• **Written task**
Please render the items below as a Markdown table with the columns Row and Text, beginning at the line that contains "of the blue" and stopping after the last line of the items. Number each line in Row, put the line itself in Text, and leave out blank lines.

• **Records for this task**

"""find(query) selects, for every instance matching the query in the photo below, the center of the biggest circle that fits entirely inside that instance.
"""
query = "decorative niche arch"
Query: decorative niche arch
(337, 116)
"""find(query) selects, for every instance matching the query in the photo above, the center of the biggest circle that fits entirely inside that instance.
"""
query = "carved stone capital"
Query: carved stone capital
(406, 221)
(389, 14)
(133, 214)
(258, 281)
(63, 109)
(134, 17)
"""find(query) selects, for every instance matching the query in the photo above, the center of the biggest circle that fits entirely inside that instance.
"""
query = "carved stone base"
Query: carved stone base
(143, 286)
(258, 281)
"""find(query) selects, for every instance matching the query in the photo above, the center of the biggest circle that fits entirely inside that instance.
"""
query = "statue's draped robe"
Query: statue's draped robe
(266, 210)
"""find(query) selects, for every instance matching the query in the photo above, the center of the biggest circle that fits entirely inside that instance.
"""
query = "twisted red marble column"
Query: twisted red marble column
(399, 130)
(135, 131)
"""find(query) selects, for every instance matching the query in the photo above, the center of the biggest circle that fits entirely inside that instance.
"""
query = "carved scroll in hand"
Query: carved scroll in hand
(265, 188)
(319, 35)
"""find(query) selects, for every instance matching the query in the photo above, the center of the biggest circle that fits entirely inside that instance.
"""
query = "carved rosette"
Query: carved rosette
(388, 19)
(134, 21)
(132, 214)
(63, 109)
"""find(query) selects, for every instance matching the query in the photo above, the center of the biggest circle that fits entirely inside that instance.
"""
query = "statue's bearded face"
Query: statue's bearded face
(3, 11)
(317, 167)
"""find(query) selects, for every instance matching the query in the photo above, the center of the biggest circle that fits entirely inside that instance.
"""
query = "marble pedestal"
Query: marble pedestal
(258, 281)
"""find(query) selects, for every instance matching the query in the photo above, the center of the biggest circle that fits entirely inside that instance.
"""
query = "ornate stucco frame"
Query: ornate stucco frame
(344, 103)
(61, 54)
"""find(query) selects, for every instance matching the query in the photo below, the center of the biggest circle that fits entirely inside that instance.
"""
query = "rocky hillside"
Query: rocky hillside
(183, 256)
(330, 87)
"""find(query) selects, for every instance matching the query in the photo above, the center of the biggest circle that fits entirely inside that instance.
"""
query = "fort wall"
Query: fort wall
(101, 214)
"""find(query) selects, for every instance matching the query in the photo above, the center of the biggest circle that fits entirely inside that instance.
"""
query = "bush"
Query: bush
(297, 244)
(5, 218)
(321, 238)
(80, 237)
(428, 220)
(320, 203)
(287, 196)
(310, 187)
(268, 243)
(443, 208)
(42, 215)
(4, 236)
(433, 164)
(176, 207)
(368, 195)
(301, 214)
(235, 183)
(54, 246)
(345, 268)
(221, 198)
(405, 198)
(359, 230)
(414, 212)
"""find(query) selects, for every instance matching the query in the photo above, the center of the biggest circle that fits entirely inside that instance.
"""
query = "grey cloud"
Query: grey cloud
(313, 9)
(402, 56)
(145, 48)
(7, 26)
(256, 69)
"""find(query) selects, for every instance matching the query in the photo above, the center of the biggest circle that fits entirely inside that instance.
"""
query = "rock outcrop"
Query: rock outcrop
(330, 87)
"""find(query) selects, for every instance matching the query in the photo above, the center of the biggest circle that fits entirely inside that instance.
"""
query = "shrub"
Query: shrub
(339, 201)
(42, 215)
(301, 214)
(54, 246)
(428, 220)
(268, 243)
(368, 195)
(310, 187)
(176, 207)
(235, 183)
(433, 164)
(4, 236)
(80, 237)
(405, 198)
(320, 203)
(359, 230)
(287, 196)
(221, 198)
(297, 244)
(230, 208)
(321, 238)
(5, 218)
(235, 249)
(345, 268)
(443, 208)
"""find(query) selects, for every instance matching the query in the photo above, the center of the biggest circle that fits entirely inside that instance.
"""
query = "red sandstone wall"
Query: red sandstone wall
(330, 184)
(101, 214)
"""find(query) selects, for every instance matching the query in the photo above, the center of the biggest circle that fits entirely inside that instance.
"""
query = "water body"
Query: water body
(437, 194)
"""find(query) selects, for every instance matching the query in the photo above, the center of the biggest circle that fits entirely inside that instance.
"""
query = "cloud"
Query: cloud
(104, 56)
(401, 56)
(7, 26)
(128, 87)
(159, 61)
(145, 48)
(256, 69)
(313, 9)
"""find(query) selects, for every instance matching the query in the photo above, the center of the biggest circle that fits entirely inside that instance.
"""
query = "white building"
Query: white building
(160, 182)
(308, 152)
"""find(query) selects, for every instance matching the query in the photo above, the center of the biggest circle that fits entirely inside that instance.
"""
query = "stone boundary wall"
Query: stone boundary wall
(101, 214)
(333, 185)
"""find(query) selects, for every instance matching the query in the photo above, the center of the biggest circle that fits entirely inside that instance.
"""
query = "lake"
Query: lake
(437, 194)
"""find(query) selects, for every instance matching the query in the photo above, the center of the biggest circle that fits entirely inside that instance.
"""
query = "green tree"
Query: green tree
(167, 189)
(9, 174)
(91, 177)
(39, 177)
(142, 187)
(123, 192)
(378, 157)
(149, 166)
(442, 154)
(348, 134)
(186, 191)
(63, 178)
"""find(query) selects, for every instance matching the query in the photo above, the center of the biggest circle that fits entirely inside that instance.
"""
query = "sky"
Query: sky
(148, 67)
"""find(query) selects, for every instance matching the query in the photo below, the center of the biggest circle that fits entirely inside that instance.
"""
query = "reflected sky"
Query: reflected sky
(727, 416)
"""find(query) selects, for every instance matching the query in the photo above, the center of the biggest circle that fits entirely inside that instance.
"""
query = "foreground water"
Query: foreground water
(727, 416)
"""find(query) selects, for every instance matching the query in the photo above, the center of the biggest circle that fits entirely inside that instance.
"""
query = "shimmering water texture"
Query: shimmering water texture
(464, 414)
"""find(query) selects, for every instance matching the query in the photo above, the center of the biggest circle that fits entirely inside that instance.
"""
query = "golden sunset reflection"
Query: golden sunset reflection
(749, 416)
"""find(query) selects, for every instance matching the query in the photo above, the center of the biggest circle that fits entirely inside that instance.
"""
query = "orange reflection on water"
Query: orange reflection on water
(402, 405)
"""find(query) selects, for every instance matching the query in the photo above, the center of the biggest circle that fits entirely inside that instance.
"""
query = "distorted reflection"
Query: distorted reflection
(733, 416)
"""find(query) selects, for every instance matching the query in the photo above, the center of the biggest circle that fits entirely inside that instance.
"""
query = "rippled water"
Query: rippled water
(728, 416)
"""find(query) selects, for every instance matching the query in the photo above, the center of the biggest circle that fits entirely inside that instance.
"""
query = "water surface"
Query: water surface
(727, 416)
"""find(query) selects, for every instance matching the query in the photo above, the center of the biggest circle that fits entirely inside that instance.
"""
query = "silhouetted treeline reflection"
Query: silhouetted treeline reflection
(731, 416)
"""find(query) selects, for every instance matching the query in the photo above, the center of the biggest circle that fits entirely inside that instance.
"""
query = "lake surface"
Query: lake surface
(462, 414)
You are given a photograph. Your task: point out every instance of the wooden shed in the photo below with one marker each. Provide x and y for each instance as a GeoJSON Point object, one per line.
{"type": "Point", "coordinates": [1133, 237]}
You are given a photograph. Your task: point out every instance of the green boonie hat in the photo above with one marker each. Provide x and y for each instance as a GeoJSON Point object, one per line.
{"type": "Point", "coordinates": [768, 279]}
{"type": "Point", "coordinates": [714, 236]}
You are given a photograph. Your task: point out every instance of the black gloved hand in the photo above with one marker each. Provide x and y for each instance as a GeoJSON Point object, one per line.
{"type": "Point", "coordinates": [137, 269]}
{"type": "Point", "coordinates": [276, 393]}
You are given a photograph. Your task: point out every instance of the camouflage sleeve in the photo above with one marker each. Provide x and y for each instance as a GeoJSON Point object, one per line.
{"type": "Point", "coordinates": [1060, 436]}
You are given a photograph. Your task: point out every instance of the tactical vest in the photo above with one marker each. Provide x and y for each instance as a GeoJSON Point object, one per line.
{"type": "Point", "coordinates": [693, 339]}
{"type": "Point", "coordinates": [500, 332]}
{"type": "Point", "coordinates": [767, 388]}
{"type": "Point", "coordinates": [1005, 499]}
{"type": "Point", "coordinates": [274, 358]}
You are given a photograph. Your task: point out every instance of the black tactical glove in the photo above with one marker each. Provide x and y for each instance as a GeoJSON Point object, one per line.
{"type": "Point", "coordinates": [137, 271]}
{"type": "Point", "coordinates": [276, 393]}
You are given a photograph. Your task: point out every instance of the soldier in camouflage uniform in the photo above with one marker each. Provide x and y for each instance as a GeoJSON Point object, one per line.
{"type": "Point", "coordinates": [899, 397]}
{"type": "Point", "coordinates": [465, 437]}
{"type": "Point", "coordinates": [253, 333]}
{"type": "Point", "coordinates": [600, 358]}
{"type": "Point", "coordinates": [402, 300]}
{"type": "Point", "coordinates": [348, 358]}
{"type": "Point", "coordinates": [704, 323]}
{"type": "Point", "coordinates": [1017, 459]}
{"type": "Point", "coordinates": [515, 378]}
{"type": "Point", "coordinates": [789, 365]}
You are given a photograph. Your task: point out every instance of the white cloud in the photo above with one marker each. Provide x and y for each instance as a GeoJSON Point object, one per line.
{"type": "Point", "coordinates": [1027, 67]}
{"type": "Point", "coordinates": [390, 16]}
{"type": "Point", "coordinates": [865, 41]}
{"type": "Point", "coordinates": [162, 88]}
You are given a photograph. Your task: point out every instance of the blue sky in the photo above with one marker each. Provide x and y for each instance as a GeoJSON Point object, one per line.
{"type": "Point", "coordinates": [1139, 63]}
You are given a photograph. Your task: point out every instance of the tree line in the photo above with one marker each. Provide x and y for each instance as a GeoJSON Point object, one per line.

• **Output for this exercise**
| Row | Text |
|---|---|
| 1 | You are given a photograph. Your task: point out every instance of the blue sky in the photo above with one marker each. Provide x and y for each instance as a GeoJSON Point object, one per line. |
| 2 | {"type": "Point", "coordinates": [1139, 63]} |
| 3 | You are given a photograph. Your task: point out every instance of the tree line in the photo above with one marker each. Provide x and y for each instance as a GeoJSON Point object, one per line. |